» Passage provided
****************

I'm chuckling to myself because I'm seeing how different my wife and I are both in the kitchen. She's very organized with everything else in life in terms of spreadsheets and stuff, but her Approach to cooking is just total chaos to me. And my refrigerator when I was single was always pretty empty because I would use things. And it, there were times I remember one time I had a jar of spaghetti sauce, some spaghetti and a can of salmon. And I threw all that together and made a dish. And my wife's very much recipe oriented. You gotta follow recipes. And, we get so much stuff in the refrigerator because things get pushed to the back. And I'm always like, no, no, it's first in, first out. That's

squadcaster-1fhc_1_12-09-2024_083314:

FIFO! Exactly!

****************

» Available data

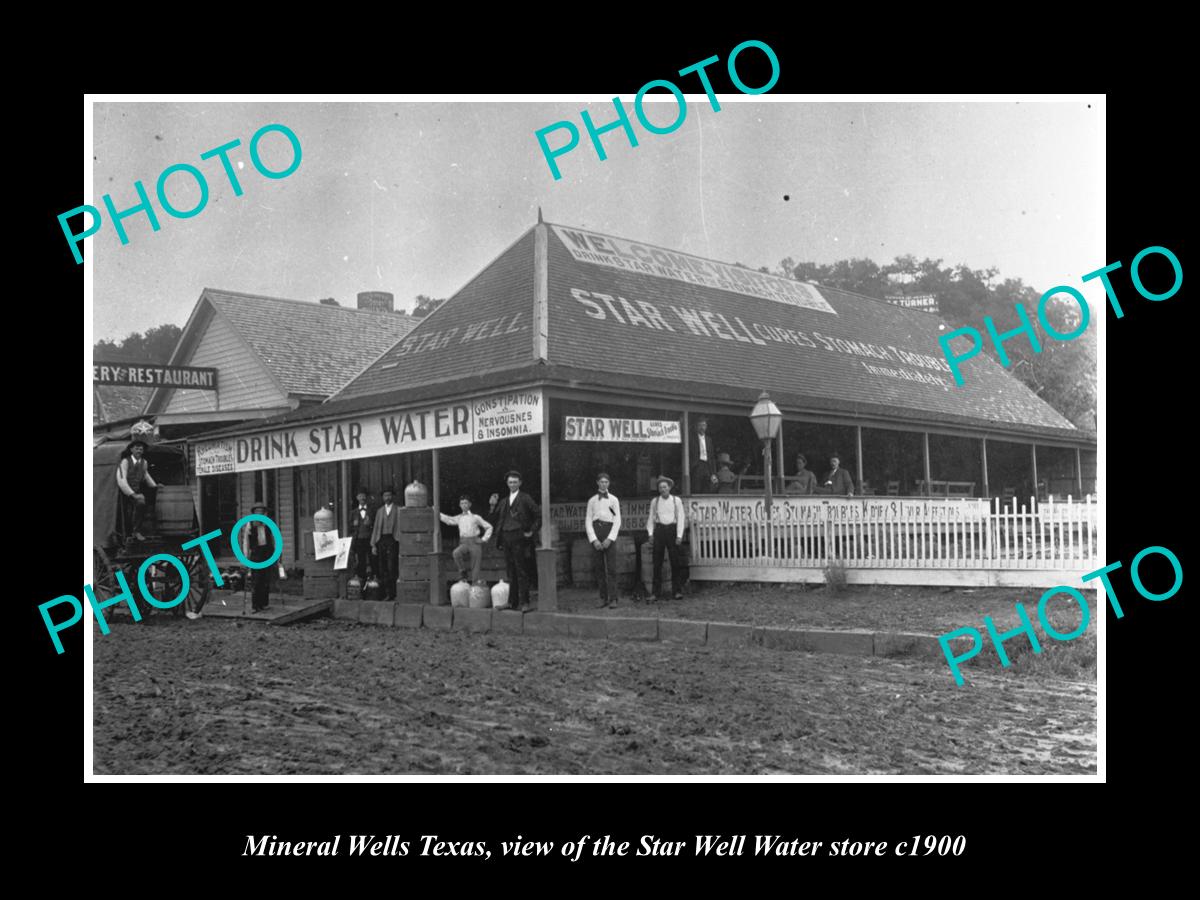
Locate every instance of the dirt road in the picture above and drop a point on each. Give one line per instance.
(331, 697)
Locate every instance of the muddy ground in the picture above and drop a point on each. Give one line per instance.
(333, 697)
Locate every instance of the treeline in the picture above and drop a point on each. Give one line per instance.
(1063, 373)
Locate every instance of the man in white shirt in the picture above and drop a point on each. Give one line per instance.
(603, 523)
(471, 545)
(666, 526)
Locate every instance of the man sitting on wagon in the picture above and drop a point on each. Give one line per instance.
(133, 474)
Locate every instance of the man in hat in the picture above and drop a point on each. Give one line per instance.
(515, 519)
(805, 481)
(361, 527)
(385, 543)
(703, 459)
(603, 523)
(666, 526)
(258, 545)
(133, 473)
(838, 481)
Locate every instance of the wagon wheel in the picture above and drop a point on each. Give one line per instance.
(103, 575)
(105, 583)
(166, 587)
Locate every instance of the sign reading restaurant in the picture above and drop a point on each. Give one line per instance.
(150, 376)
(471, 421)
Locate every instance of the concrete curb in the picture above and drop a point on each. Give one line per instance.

****************

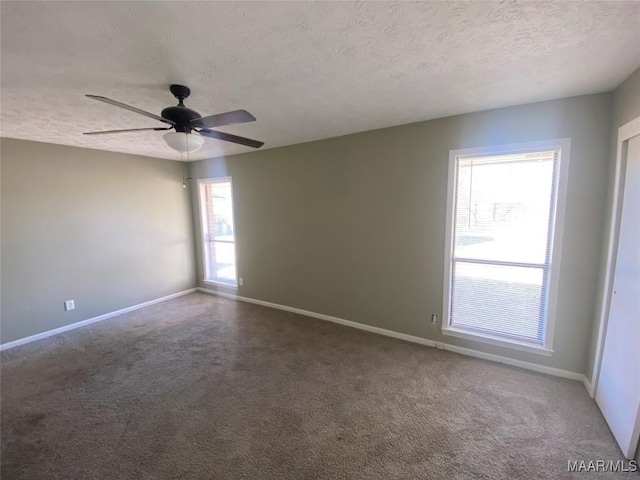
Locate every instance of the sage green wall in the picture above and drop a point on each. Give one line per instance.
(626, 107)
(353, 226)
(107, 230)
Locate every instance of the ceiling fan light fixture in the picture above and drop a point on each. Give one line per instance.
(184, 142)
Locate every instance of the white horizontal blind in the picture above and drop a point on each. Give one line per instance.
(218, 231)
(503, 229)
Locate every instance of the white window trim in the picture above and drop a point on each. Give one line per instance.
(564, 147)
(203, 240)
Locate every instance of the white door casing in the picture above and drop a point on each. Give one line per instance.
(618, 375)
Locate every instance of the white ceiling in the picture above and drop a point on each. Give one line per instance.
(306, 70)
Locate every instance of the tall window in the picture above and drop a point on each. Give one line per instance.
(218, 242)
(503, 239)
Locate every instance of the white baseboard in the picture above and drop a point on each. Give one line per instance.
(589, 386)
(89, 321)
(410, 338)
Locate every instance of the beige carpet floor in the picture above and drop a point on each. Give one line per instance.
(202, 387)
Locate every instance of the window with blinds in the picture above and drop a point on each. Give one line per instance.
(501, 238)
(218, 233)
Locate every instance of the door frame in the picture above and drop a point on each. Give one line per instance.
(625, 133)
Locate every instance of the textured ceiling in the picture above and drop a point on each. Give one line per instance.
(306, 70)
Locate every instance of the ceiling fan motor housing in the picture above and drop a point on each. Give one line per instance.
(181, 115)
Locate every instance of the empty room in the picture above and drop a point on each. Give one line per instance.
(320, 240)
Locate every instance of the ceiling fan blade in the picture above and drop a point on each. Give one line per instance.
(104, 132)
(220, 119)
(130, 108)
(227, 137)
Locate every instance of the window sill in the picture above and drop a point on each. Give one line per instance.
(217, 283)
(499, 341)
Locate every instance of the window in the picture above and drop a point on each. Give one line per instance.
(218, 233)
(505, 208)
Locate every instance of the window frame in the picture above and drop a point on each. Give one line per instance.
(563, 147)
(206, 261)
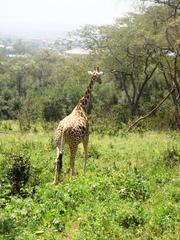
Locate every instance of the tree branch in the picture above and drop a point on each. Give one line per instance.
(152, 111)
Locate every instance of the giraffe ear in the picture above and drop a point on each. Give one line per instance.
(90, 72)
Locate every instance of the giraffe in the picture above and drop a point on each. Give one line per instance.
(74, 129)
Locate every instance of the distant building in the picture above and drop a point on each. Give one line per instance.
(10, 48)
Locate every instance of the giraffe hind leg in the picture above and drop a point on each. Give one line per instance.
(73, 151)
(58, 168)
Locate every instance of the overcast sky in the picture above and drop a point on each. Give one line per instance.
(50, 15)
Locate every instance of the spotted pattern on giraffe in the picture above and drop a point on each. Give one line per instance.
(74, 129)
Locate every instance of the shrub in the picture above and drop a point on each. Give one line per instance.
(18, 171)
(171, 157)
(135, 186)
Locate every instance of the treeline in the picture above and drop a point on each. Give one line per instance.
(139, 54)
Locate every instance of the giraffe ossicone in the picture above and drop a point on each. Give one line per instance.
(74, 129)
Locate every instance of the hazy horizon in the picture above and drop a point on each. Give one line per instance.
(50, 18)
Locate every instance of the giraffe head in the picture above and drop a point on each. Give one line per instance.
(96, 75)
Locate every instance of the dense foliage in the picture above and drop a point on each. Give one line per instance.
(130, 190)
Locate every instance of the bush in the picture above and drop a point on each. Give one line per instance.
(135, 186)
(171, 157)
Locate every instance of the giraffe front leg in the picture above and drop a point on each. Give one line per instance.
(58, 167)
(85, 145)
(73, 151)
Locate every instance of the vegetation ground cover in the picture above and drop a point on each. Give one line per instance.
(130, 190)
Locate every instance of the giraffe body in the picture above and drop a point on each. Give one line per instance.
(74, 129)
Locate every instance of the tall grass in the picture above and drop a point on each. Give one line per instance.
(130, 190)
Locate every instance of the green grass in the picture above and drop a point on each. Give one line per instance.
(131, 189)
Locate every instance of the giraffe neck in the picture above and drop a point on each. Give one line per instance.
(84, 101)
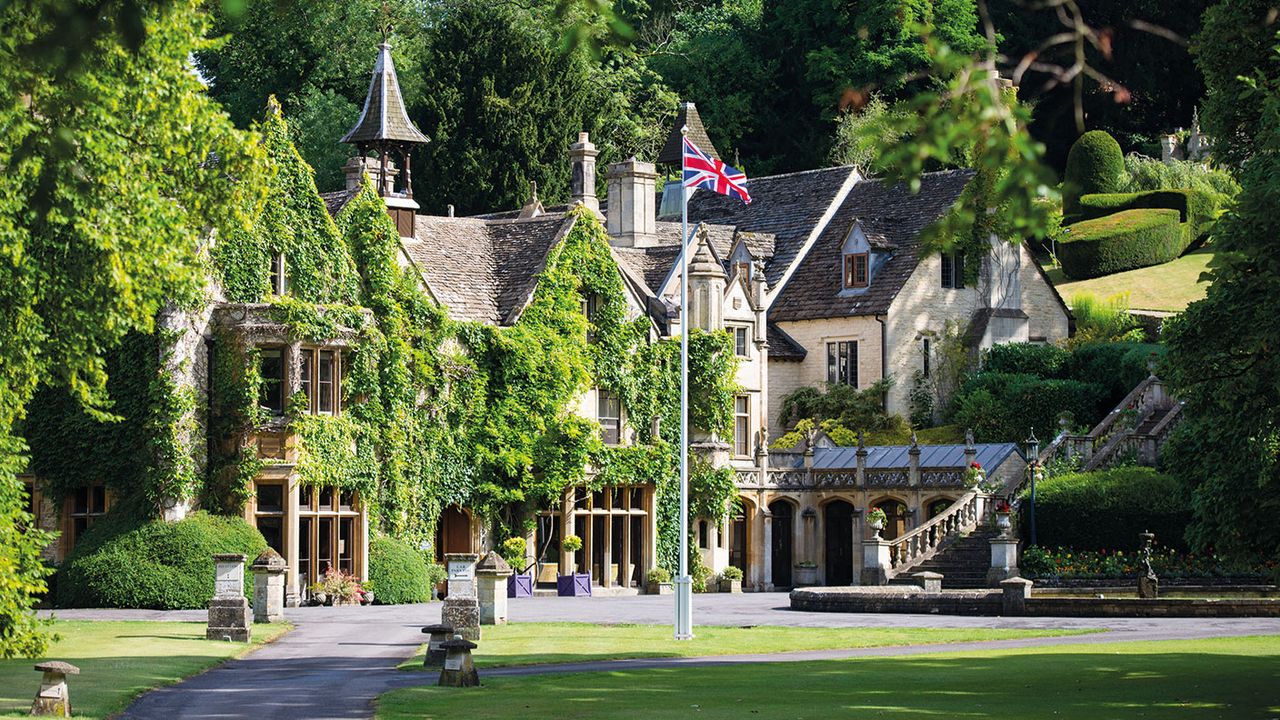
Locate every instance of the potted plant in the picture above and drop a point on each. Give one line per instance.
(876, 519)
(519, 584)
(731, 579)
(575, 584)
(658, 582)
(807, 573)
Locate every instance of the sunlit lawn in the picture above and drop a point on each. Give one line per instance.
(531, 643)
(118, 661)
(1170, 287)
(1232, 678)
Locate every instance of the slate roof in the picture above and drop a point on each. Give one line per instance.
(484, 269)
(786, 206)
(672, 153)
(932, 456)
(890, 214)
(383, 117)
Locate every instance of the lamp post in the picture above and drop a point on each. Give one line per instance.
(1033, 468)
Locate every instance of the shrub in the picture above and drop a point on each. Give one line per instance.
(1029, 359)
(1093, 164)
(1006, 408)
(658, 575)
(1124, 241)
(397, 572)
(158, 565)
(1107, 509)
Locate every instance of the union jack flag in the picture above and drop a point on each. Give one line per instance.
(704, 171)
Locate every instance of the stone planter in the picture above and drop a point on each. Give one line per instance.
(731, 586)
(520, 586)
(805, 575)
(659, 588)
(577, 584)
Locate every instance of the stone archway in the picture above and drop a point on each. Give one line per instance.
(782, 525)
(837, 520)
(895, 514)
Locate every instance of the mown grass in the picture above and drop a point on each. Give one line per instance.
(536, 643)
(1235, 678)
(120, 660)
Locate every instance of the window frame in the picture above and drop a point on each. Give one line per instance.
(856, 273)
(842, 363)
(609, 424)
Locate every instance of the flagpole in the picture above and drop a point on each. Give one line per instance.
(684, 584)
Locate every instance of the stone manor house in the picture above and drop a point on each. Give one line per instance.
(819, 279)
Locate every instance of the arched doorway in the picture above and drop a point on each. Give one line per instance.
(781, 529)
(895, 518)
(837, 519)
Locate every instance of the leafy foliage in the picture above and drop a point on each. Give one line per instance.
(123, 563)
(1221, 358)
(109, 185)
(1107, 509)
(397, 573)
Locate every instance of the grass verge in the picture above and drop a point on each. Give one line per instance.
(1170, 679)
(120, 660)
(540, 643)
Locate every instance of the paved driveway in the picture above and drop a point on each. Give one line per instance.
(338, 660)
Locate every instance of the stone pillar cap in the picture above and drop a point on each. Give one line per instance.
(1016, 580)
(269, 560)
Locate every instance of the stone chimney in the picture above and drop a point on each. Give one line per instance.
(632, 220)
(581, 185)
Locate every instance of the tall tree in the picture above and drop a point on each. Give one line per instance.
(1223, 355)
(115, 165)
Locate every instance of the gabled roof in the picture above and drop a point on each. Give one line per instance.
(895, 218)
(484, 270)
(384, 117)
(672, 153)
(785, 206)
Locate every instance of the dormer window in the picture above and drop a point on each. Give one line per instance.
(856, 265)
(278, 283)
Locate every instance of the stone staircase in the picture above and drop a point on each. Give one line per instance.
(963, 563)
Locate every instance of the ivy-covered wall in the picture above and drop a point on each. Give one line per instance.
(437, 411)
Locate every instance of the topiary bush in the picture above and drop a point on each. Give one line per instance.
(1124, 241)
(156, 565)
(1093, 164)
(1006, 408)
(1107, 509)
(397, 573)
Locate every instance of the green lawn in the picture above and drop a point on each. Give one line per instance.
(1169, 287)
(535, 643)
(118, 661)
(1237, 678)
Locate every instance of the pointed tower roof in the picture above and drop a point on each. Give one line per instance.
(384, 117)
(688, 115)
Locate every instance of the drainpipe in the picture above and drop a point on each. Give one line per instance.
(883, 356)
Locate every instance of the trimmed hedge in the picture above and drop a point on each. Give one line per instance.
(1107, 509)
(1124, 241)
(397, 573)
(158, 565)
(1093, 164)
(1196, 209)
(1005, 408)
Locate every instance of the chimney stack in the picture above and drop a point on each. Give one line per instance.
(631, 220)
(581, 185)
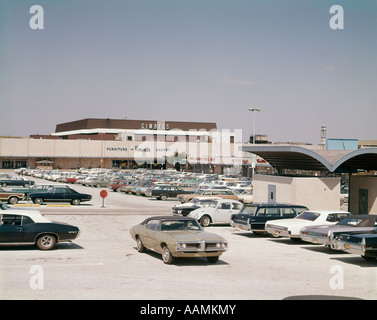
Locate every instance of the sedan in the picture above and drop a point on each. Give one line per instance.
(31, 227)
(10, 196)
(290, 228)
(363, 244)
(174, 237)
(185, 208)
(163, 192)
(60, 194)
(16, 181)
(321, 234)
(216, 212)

****************

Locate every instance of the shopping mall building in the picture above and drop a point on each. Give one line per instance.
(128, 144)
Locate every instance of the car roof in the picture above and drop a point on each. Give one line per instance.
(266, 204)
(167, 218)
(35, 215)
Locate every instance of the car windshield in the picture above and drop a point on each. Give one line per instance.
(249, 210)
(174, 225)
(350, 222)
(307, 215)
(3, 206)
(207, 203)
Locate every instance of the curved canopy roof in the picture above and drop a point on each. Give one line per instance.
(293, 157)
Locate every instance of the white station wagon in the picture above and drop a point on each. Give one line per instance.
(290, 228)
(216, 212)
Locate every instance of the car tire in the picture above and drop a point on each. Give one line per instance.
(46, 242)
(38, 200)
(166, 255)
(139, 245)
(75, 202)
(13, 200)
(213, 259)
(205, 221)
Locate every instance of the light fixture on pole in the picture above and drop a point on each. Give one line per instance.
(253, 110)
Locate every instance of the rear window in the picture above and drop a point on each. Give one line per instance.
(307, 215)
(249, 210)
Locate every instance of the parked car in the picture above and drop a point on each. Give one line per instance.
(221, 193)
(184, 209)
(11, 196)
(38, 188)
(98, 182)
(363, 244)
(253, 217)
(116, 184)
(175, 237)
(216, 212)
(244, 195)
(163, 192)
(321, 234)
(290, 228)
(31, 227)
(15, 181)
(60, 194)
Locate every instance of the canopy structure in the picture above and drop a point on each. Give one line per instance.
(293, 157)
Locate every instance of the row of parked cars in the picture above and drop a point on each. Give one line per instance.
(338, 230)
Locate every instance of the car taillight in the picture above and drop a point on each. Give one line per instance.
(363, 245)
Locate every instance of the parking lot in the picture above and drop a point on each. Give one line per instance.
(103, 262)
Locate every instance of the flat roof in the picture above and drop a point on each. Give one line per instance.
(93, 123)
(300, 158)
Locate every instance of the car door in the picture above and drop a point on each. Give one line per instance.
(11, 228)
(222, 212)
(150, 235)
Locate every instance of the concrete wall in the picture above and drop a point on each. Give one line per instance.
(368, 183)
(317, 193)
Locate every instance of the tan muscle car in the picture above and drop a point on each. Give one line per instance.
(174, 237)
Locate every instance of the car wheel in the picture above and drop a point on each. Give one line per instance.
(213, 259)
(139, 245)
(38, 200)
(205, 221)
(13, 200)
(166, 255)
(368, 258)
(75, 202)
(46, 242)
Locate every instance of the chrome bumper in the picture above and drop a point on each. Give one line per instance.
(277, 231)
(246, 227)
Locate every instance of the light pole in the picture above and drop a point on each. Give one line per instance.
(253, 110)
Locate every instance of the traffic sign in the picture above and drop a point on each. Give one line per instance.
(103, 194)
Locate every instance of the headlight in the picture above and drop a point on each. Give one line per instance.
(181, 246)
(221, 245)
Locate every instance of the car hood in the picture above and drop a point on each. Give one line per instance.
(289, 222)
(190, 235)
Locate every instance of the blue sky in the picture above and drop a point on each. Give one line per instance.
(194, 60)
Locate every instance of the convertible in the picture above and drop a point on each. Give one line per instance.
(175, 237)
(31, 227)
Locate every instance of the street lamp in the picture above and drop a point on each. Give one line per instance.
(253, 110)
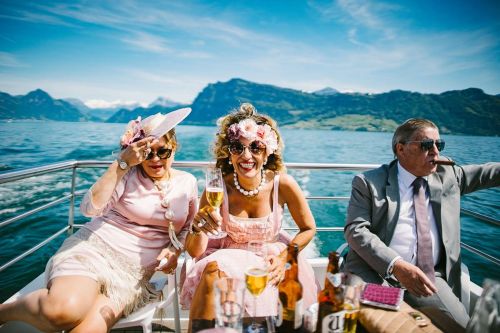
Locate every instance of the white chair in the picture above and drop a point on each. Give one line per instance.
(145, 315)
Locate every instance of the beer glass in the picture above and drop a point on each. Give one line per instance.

****************

» Tasks to carry out
a: Edit the conversation about cooking habits, starting at "I'm chuckling to" and ending at "FIFO! Exactly!", so that "refrigerator" is replaced by "fridge".
b: Answer these questions from the conversation about cooking habits:
(i) What did the speaker once combine with a jar of spaghetti sauce and some spaghetti?
(ii) What does the speaker mention as an example of how organized his wife is in the rest of her life?
(iii) What rule does the speaker insist on for the refrigerator?
c: Write the next part of the conversation about cooking habits, starting right after its final lines.
The entries have no connection to the conversation about cooking habits.

» Answers to the exercises
a:
I'm chuckling to myself because I'm seeing how different my wife and I are both in the kitchen. She's very organized with everything else in life in terms of spreadsheets and stuff, but her Approach to cooking is just total chaos to me. And my fridge when I was single was always pretty empty because I would use things. And it, there were times I remember one time I had a jar of spaghetti sauce, some spaghetti and a can of salmon. And I threw all that together and made a dish. And my wife's very much recipe oriented. You gotta follow recipes. And, we get so much stuff in the fridge because things get pushed to the back. And I'm always like, no, no, it's first in, first out. That's

squadcaster-1fhc_1_12-09-2024_083314:

FIFO! Exactly!

b:
(i) A can of salmon.
(ii) Spreadsheets.
(iii) First in, first out.

c:
jeff_1_12-09-2024_053754:

know? And so it's interesting that, that There's that need to have a food philosophy and then, and follow that. We often, when we talk about, oh, okay, it's diet time, I gotta lose weight. So I gotta change everything that I'm doing. I'm just gonna throw out all the junk in there, that I have. First of all, you shouldn't have that junk in the refrigerator or the pantry in the first place. But we shouldn't have to change what we're doing. We don't have to change the philosophy. We just have to change the level of consumption a little bit.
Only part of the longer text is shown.